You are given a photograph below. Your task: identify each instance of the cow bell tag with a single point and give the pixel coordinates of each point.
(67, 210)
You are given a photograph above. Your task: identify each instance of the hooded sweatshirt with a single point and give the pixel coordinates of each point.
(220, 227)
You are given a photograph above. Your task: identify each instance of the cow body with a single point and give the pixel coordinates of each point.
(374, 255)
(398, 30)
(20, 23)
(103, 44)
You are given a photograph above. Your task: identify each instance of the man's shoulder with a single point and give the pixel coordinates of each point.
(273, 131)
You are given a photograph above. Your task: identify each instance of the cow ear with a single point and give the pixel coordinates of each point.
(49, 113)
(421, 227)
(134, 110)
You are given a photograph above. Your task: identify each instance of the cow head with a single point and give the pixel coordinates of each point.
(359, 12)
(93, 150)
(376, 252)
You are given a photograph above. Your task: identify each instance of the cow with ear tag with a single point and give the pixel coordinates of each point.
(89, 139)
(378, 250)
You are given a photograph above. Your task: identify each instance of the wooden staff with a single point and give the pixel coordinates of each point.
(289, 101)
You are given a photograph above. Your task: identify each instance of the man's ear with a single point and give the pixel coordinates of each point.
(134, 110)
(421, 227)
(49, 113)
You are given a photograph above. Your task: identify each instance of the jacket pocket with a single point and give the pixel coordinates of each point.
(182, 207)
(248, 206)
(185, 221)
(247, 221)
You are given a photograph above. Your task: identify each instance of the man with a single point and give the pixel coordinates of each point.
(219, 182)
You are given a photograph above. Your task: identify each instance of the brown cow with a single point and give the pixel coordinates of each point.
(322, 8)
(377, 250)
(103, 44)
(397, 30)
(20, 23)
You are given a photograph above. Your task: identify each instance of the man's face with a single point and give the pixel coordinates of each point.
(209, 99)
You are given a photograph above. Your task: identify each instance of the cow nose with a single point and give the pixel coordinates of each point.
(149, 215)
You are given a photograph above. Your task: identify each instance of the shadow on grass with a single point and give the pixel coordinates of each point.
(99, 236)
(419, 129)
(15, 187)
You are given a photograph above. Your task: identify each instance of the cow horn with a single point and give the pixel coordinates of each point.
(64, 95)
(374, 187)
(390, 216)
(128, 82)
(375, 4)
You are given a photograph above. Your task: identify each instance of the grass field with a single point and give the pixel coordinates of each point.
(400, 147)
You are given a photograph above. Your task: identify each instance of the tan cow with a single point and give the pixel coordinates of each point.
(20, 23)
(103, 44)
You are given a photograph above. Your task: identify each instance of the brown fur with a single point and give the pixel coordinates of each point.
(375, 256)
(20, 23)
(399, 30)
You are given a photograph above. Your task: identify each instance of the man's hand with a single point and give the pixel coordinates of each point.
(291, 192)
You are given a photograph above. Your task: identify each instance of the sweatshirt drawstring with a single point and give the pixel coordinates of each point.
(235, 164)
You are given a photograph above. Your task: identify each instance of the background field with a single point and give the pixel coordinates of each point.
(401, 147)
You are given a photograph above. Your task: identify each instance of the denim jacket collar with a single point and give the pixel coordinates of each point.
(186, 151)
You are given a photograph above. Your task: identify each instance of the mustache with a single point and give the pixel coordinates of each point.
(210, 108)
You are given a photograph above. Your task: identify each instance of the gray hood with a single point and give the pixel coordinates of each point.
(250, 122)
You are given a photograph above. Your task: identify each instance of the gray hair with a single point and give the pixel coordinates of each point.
+++++
§ **Task goal**
Reproduce all of the material above, changing every "photograph" to "image" and leaving everything else as it is.

§ **Solution for this problem**
You are given a image below. Your task: identify each instance of the cow bell tag with a single point and give the pixel coordinates of each point.
(67, 210)
You are given a image above. Your task: identify each instance of the hooded sweatshirt with a single point and give the pixel coordinates of each point.
(220, 227)
You are given a image above. Your task: identify each instance of the cow body with a single point and give the pixel coordinates of each point.
(374, 255)
(398, 30)
(20, 23)
(103, 44)
You are given a image above. Your task: identify each instance of the man's shoulder with a single point and give the pixel coordinates of each point.
(273, 131)
You are given a image above. Your task: identify each instance of the cow ear with a single point and give the pixel coordinates of each point.
(49, 113)
(421, 227)
(134, 110)
You are given a image above. Your task: identify each instance of the cow head with a single point and give the pixel coordinates of each point.
(359, 12)
(93, 150)
(376, 252)
You are given a image above. Your task: identify each instance of the cow with ear tag with a single point and give the pixel coordinates of each point.
(89, 139)
(378, 250)
You are given a image above. Your task: identify each instance of the wooden staff with a single point and give the pixel coordinates of each point.
(289, 101)
You are given a image above. Your task: identify each instance of the man's ear with a single point and give the pixel coordinates of each point.
(134, 110)
(421, 227)
(49, 113)
You are given a image above. Your task: identify each instance of the jacket pocket with a single point and give the pixel coordinates of each point.
(182, 207)
(248, 206)
(185, 221)
(247, 221)
You are given a image above. Your task: identify each instance of the man with a single point and give the pixel coordinates of each point.
(219, 182)
You are given a image above. Your task: identify each instance of the brown cow with a single point and give the pixel coordinates of each point.
(322, 8)
(377, 250)
(103, 44)
(397, 30)
(20, 23)
You are given a image above. Your task: identify each instance of the man's face with a single point and give the pixel coordinates of each point.
(209, 99)
You are given a image above. Your task: identify each instance of the cow nose with a single point and give the pixel coordinates of each point.
(149, 215)
You are given a image above. Your task: identify each instance of the shadow on grass with a single point and give the pixel coordinates of each point.
(99, 236)
(419, 129)
(15, 187)
You are given a image above. Your task: identify each instance of the cow horn with a single point and give the pixel coordinates of each point.
(64, 95)
(374, 187)
(390, 216)
(128, 82)
(375, 4)
You are given a image above. Your task: identify each instance of the grass field with a single point and give the pixel coordinates of each point.
(400, 147)
You are given a image above. Your task: identify each instance of the tan cow with a single point and give the pixel coordinates of each point.
(20, 23)
(103, 44)
You are given a image above. Your task: identify each instance of the brown fur with a single point and give the pixel coordinates of each point.
(375, 256)
(20, 23)
(399, 30)
You are given a image above. Your task: identify each instance of the man's hand with a single point and give the pixel coordinates of each point.
(291, 192)
You are given a image above. Your task: identify each instance of the sweatshirt drawstring with a single point and give the pixel coordinates of each point.
(235, 164)
You are given a image above. Your task: identify each instance of the background field with a single point and give the pixel coordinates of each point.
(401, 147)
You are given a image above. Your task: identify each instance of the denim jacket collar with a single point and give the pixel coordinates of each point.
(186, 151)
You are given a image above. Your task: identify each instance of the mustache with a single point and give the pixel coordinates of each point.
(210, 108)
You are given a image above. Your task: identify each instance of the gray hood with a single point and give the pixel coordinates of each point.
(250, 122)
You are given a image above. Your task: identify each instance of the gray hair with a single point and give the pixel coordinates of each point.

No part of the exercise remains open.